→ **TO BE DONE**
Reproduce word for word the passage of the text below on the city's contract dispute with its firefighters, from "That health care" up to and including "issue, Rhodes said.".

→ **TEXT**
The city withdrew from negotiation over the health insurance issue in August, said McKenzie. “We want to work with the city ... to maintain, at a minimal cost, to provide a safe level of staffing,” McKenzie said. “I’m hoping that either the injunction or public pressure will get them to call and say ‘Let’s sit down,’” McKenzie said. “We’d like to get this behind us.”
There are too many more important things happening in the city for a lot of time, effort and money to be spent on this conflict, McKenzie said, adding that he wonders why the city, if concerned with expenses, had hired an outside attorney to help with the court action. In addition to City Solicitor Michael Cohen, the city has Jeff Blomquist of Funk & Bolton of Baltimore helping with the suit. Firefighters have an attorney on the case as well.
Rhodes’ letter includes discussion of the city’s position on the contract issue.
“As your legal counsel may have informed you ... the city takes the position that it is not a party to a currently enforceable collective bargaining agreement with the IAFF,” Rhodes said in the letter. Rhodes did say that if a contract is determined to exist, the city wants to terminate it June 30, 2014, or at the earliest possible time.
The city also has withdrawn an earlier demand for mediation, Rhodes said.
The city and firefighters have been unable to reach an agreement on several issues, with the most serious point of disagreement being the city’s desire to make a change in health care coverage for employees.
The last contract expired in 2011, but includes a renewal clause. If a current contract does not exist, the requirement for mediation doesn’t exist, said Blomquist. The city also takes the position that an impasse has not been reached, since core issues, not only the health insurance issues, have yet to be negotiated. Because the language of the previous contract was ambiguous, it’s unclear if the contract is in force, said Blomquist. The city is willing to engage in negotiations, Blomquist said Thursday.
The primary issue on the table is the desire of the city to switch health care packages from Blue Cross Blue Shield to CIGNA. According to city officials, the change will allow employees a broader choice of doctors at a lower premium. The change would save the city “several hundred thousands of dollars” if made for all city employees, Rhodes said, and that would mean lower premiums for employees.
That health care change has already been accepted by the United Food and Commercial Workers, which represents city police officers, and the American Federation of State County and Municipal Employees, which represents city public works and clerical employees.
The city’s financial position and the future of contracts with firefighters are at issue, Rhodes said.
“Given the fiscal realities facing the city, the city cannot make further concessions in exchange for the health care coverage. ... The ... health care plan would save the city, the employees and ultimately our taxpayers a considerable amount of money,” Rhodes said. In addition, the city says the language of past contracts has led to problems.

→ **SOURCE EXCERPT**

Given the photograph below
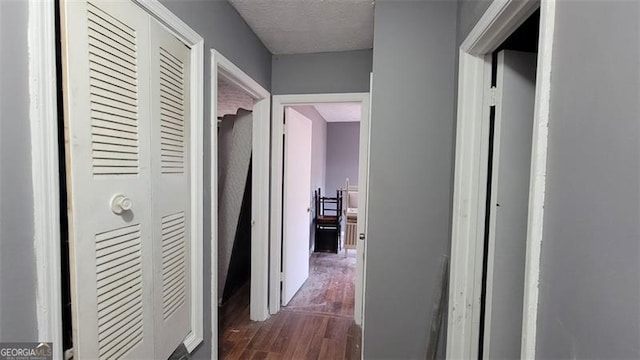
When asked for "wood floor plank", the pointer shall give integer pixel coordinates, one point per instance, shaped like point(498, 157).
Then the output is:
point(317, 324)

→ **OUTPUT BELOW**
That health care change has already been accepted by the United Food and Commercial Workers, which represents city police officers, and the American Federation of State County and Municipal Employees, which represents city public works and clerical employees.
The city’s financial position and the future of contracts with firefighters are at issue, Rhodes said.